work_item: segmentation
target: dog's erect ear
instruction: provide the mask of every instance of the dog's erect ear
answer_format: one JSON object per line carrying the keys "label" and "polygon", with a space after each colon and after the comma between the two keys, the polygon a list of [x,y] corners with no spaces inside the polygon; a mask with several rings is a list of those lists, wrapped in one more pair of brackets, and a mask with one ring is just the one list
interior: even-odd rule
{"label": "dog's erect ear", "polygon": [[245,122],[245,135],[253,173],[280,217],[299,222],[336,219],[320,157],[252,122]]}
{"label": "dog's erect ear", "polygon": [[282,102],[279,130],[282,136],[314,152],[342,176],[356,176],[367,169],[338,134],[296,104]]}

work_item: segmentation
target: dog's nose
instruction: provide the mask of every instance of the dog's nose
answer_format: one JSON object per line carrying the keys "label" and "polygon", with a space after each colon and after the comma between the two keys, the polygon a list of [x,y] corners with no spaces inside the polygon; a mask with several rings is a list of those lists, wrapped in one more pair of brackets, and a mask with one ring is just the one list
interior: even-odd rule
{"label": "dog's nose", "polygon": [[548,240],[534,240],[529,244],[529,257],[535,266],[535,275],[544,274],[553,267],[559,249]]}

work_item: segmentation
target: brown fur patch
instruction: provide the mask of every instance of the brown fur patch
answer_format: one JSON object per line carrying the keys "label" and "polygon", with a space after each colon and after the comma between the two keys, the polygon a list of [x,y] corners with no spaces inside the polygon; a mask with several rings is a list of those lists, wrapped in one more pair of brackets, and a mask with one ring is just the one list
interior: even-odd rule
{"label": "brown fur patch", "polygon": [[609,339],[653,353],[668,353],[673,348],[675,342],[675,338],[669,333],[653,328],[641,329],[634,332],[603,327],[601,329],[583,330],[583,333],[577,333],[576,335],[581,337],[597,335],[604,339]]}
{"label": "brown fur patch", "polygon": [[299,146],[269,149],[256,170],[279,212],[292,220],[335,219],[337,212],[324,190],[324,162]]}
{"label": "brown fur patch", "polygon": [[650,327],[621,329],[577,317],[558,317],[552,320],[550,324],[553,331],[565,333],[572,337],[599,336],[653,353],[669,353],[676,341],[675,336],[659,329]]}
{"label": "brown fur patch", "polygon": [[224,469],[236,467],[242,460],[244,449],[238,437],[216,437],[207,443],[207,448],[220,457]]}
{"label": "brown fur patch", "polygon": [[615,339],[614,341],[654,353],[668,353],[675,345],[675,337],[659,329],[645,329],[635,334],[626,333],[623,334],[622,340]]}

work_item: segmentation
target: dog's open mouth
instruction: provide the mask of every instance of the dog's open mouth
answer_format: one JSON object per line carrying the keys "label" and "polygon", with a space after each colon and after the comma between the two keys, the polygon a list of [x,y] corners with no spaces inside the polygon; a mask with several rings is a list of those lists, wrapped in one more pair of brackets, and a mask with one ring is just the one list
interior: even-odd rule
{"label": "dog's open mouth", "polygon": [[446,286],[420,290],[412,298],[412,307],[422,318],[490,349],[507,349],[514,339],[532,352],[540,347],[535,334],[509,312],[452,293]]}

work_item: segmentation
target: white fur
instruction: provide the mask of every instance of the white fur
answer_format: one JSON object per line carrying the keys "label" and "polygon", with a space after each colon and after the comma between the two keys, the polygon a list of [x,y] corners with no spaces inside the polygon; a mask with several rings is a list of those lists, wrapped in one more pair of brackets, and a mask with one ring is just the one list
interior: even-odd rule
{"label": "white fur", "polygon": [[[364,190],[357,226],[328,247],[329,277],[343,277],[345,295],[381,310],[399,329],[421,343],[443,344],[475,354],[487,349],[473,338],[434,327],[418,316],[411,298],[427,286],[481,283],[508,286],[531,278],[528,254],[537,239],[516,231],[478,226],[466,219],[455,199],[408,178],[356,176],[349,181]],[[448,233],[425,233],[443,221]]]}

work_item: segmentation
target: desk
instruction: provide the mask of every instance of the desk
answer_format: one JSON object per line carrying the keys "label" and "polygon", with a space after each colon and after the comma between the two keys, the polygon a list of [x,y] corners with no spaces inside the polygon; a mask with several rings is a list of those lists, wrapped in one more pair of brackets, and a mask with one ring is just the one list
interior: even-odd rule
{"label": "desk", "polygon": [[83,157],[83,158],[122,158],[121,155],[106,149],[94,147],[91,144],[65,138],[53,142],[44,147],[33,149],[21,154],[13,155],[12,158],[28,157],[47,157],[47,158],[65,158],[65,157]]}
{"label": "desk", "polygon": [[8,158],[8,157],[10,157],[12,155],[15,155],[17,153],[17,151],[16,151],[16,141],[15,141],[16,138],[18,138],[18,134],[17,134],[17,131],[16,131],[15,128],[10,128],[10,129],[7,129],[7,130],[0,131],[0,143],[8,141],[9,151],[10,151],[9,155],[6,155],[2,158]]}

----------------

### Exercise goal
All lines above that hold the string "instance" should be copied.

### Answer space
instruction: provide the mask of every instance of the dog's erect ear
instruction: provide the mask of every instance of the dog's nose
instruction: provide the mask of every instance of the brown fur patch
instruction: provide the mask of every instance of the dog's open mouth
instruction: provide the mask of every instance of the white fur
instruction: provide the mask of every instance of the desk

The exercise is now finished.